WHAT NEEDS TO BE DONE | In the text below about keeping millennial employees loyal, copy the passage starting with "Mayo also starts" and going on through "realistic career expectations.", word for word.
[EXTRACT — start]
Garber, the sustainability manager, said her “favorite part of working at 3M (is that) no matter what you are working on, you can spend 15 percent of your time on something of your choosing that has a societal impact,” she said. She works with scientists from around the $30 billion behemoth who constantly have energy, water and timber saving ideas they want to implement. “That’s fun,” Garber said. “They are encouraged by management to spend their time that way.”
Understanding how millennials connect to your company is essential.
“Businesses must adjust how they nurture loyalty among millennials or risk losing a large percentage of their workforces,” said James W. Lewis, president of the high school scholars group.
In its fourth millennial survey released in January, business consulting firm Deloitte found a “loyalty challenge.” Some 67 percent of the 7,700 young professionals interviewed planned to quit their jobs by 2020. More than 40 percent planned to quit in two years because they found leadership lacking, felt overlooked or wrestled with inflexible work schedules.
Sarah Sladek, CEO of workplace consulting firm XYZ University, said millennials are burdened by huge student loans and work because they have to. But they stay when they find work that lets them learn new skills, stay challenged and move into new roles that often pay more, Sladek said.
“Millennials have a financial urgency that baby boomers never had. So they want to know what programs, what training and what mentors are going to help them progress their careers and fast,” Sladek said. “Perks like free food or open floor plans help, but they are the gravy.”
At Mayo, there are employee clubs and programs that allow younger workers to shadow employees in jobs they might be interested in, Bultema said.
Mayo also starts interacting with millennials early in the process. It invites 900 high school students to the health system’s Rochester campus, about 75 miles southeast of Minneapolis, each year to learn about careers. Hundreds of college students and interns are separately invited to interview Mayo nurses, physical therapists and other professionals to develop realistic career expectations.
3M has decided to invest in new hires to build loyalty. By 2025, every employee will have gone through a lengthy leadership training, said 3M CEO Thulin.
[EXTRACT — finish]
[EXCERPTED DATA — start]
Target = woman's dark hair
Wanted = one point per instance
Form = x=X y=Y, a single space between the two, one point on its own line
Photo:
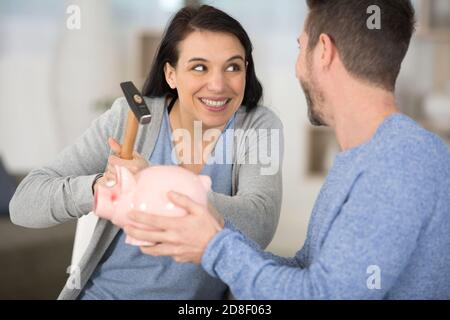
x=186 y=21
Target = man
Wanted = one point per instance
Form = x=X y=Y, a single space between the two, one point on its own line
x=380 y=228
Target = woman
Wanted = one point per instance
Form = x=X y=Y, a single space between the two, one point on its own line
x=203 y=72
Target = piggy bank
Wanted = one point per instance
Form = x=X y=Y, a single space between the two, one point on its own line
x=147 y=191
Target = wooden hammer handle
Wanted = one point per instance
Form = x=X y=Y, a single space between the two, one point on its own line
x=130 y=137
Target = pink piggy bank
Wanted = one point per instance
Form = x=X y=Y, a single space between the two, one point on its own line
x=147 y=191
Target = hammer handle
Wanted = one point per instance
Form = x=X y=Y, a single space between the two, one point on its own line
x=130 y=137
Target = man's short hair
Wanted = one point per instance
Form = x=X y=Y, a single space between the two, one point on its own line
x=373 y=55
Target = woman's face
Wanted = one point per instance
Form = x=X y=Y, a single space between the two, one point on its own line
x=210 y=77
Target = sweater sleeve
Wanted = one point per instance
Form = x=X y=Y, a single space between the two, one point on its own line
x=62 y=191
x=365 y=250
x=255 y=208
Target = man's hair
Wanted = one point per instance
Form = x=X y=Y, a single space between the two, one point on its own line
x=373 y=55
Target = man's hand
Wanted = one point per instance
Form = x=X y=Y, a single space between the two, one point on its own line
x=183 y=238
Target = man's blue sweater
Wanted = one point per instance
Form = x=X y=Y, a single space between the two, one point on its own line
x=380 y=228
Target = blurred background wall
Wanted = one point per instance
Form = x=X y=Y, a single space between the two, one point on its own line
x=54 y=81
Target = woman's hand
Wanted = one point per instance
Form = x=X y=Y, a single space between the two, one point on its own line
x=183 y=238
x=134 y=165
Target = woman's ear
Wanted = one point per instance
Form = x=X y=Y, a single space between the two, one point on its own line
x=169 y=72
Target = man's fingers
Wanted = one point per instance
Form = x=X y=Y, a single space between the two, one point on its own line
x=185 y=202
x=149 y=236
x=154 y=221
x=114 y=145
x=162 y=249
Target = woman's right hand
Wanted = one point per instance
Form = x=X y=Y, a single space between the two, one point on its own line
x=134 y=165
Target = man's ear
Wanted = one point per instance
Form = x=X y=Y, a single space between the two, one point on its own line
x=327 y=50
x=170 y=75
[EXCERPTED DATA — finish]
[EXCERPTED DATA — start]
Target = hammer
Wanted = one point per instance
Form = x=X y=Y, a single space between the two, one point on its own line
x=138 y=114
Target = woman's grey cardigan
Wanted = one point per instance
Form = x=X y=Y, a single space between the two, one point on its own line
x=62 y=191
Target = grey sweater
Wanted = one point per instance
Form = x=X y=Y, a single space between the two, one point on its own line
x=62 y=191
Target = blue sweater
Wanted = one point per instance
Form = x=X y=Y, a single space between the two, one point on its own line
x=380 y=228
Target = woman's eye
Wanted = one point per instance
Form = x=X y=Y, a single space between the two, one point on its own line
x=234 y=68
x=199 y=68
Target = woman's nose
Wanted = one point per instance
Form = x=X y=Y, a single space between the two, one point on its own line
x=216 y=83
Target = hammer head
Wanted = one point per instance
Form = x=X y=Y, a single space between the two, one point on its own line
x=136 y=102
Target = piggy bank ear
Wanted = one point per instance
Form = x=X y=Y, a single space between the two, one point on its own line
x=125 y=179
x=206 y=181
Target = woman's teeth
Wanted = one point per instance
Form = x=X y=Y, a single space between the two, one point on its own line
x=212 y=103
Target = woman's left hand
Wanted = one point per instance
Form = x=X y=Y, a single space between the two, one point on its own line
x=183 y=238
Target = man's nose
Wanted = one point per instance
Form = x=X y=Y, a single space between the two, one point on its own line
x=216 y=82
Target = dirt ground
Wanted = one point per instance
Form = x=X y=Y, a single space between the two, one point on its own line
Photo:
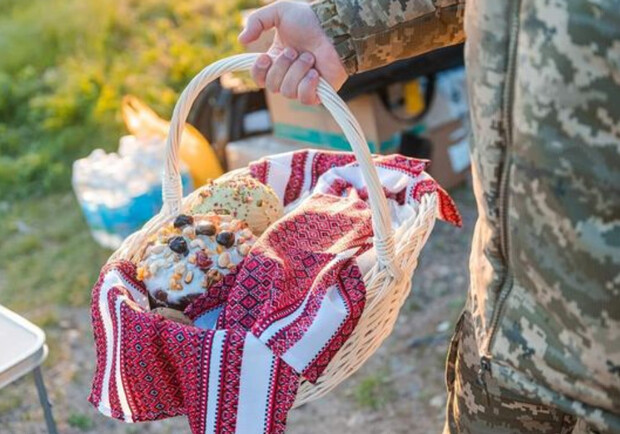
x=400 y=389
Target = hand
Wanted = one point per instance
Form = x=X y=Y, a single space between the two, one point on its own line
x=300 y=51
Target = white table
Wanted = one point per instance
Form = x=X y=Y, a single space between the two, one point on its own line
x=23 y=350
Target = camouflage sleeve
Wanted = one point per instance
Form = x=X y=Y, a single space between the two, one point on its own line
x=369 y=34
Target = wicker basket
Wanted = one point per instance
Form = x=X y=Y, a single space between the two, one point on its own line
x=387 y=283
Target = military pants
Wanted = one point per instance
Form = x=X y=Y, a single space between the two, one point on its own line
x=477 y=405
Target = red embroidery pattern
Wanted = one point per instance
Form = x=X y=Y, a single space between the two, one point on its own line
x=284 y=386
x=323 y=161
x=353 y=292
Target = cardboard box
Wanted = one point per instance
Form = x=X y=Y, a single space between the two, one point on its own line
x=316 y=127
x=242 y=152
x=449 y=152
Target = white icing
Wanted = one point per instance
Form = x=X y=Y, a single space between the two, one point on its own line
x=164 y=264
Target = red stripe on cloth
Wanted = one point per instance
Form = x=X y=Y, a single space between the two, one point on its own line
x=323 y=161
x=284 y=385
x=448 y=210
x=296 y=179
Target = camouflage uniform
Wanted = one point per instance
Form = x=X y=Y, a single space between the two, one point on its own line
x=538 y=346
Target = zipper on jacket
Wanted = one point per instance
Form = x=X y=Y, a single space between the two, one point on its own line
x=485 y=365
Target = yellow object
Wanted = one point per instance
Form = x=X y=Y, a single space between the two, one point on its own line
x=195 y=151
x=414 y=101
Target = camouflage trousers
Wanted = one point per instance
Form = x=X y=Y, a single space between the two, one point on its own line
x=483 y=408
[EXCERPTED DATA — finish]
[EXCERPTED DATA — start]
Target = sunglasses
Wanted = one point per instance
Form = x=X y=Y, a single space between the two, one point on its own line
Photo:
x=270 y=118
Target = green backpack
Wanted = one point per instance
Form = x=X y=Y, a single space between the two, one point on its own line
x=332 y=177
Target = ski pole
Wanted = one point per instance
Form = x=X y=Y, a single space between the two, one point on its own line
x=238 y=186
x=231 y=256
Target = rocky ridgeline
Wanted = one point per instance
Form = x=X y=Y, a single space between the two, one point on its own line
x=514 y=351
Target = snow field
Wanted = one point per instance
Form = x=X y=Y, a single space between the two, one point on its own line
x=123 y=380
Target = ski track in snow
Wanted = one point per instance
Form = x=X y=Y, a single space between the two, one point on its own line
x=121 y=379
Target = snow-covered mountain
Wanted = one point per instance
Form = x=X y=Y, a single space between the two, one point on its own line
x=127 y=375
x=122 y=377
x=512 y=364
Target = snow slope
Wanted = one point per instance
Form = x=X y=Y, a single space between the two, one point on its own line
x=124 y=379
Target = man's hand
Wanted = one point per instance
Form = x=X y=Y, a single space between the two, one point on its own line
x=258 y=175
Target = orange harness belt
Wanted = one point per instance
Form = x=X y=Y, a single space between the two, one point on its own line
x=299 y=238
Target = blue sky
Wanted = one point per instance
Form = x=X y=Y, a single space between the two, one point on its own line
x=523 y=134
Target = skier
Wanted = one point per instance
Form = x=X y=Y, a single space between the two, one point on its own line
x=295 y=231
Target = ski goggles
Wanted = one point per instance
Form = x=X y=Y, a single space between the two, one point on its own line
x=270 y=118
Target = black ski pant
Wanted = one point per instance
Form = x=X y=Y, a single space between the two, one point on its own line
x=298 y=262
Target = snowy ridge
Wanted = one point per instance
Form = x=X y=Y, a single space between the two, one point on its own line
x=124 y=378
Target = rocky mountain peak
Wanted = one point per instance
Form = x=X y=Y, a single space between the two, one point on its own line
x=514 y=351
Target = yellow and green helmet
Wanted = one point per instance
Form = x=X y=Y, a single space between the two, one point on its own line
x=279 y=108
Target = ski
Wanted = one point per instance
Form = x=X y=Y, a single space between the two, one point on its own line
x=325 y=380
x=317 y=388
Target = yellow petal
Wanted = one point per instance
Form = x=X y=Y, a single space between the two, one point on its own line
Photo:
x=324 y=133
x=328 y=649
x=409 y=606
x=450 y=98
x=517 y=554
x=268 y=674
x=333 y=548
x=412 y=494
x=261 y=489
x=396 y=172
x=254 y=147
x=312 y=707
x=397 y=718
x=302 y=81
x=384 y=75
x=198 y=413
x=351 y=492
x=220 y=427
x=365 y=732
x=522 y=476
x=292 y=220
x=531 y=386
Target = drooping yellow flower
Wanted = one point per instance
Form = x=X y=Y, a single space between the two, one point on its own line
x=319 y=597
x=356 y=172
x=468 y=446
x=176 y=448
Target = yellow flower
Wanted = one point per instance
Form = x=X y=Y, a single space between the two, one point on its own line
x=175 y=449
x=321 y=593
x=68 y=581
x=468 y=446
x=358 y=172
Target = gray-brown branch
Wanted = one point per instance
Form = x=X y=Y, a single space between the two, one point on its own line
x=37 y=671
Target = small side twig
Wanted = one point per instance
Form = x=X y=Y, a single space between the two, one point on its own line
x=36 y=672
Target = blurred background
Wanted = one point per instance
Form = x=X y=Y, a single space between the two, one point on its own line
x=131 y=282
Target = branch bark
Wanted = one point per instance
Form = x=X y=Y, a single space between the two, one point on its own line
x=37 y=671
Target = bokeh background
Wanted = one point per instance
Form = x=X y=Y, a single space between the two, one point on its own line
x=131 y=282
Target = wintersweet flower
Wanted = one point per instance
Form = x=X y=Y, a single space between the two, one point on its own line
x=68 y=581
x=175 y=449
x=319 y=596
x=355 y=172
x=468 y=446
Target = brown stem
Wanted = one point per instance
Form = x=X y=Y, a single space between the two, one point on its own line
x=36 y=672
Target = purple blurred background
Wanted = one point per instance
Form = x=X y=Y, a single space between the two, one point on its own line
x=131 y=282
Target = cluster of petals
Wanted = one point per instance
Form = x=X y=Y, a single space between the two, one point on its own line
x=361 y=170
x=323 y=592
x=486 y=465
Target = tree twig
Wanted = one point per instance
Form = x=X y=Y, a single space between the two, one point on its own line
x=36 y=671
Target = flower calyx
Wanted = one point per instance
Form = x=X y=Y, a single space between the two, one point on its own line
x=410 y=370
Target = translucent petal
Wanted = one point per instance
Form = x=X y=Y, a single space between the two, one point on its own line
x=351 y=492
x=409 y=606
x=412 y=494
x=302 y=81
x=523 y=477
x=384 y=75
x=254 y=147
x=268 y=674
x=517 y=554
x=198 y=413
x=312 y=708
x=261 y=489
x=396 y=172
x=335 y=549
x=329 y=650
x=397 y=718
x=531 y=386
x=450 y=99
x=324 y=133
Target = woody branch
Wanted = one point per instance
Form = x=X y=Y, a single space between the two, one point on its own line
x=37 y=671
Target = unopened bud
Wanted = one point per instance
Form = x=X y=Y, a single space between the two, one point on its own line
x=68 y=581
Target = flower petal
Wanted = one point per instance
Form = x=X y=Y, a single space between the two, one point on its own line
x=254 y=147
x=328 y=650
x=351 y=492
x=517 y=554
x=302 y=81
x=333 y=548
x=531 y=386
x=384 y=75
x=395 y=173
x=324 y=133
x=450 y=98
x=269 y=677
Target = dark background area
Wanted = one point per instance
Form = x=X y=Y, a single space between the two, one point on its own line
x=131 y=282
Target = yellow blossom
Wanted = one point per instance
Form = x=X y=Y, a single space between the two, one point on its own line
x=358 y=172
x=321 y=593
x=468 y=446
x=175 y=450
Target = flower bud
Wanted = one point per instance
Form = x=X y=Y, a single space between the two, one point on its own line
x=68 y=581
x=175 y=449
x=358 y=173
[EXCERPTED DATA — finish]
WRITTEN ANSWER |
Mayo also starts interacting with millennials early in the process. It invites 900 high school students to the health system’s Rochester campus, about 75 miles southeast of Minneapolis, each year to learn about careers. Hundreds of college students and interns are separately invited to interview Mayo nurses, physical therapists and other professionals to develop realistic career expectations.